In the entries below, count the lines that contain the word "down", and reply with only that number.

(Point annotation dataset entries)
● ● ● ● ● ● ●

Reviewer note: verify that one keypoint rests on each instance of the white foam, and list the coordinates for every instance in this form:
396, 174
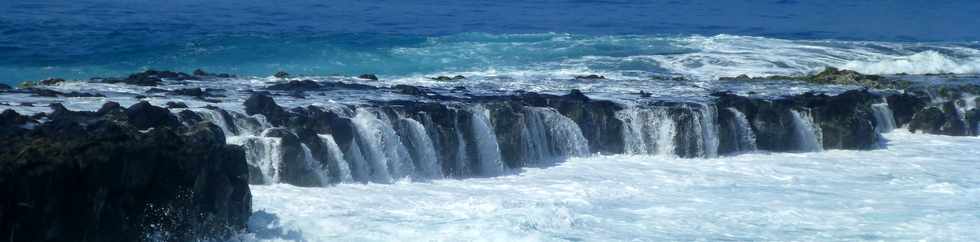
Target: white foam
926, 62
923, 187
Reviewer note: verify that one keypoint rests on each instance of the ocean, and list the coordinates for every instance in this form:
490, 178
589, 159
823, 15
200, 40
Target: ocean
916, 187
98, 38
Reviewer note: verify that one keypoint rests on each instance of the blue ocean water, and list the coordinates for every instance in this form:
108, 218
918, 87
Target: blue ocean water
86, 38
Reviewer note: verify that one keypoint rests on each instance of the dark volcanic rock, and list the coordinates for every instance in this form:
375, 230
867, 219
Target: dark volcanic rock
904, 106
202, 73
260, 103
143, 115
52, 81
151, 78
304, 85
946, 118
446, 78
295, 169
94, 177
590, 77
176, 105
846, 120
42, 92
929, 120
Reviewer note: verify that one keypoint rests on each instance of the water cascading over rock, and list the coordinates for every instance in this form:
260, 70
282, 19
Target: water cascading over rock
387, 142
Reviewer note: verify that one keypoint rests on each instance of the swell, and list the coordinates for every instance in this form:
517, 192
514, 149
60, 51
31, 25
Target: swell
408, 59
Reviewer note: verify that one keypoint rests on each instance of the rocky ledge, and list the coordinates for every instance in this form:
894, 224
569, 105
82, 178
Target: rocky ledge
118, 174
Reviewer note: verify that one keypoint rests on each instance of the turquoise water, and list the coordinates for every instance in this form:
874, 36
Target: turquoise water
82, 39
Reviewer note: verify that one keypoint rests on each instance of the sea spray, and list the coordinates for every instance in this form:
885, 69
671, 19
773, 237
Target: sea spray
338, 166
421, 148
549, 136
485, 140
884, 118
744, 136
807, 133
647, 131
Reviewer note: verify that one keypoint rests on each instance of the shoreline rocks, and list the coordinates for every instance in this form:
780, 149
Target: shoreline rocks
118, 175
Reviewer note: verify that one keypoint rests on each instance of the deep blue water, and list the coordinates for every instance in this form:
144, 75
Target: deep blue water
85, 38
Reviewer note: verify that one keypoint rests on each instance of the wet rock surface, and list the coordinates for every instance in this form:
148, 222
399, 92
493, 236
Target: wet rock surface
118, 174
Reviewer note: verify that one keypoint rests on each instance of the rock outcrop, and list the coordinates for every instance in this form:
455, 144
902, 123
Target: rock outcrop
132, 174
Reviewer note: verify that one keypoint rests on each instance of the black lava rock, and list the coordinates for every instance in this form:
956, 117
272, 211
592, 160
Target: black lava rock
84, 176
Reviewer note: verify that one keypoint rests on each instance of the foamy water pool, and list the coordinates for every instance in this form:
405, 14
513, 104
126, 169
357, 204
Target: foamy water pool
922, 187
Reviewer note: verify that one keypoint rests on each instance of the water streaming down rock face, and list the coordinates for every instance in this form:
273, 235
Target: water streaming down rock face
742, 131
371, 141
549, 137
385, 143
807, 134
884, 118
647, 131
217, 118
264, 156
704, 131
485, 144
339, 167
421, 148
312, 164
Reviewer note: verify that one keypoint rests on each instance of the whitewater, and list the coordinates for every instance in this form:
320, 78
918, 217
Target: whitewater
920, 188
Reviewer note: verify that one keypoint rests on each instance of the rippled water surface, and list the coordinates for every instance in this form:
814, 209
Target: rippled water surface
510, 39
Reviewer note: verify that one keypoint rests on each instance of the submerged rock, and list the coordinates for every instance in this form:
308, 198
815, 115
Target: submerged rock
260, 103
303, 85
202, 73
281, 74
151, 78
590, 77
84, 176
368, 77
446, 78
834, 76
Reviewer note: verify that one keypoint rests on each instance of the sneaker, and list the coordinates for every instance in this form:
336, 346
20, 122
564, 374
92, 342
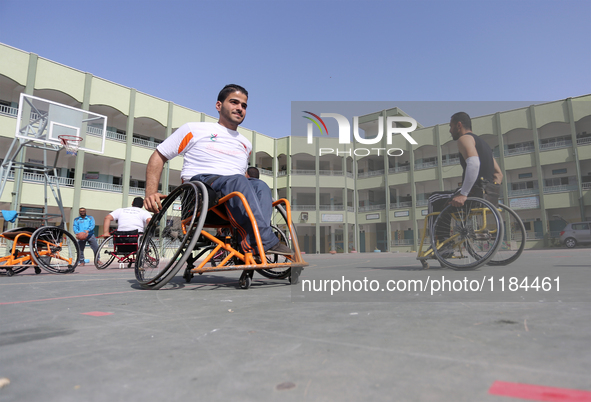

● ● ● ● ● ● ●

## Output for this exercise
2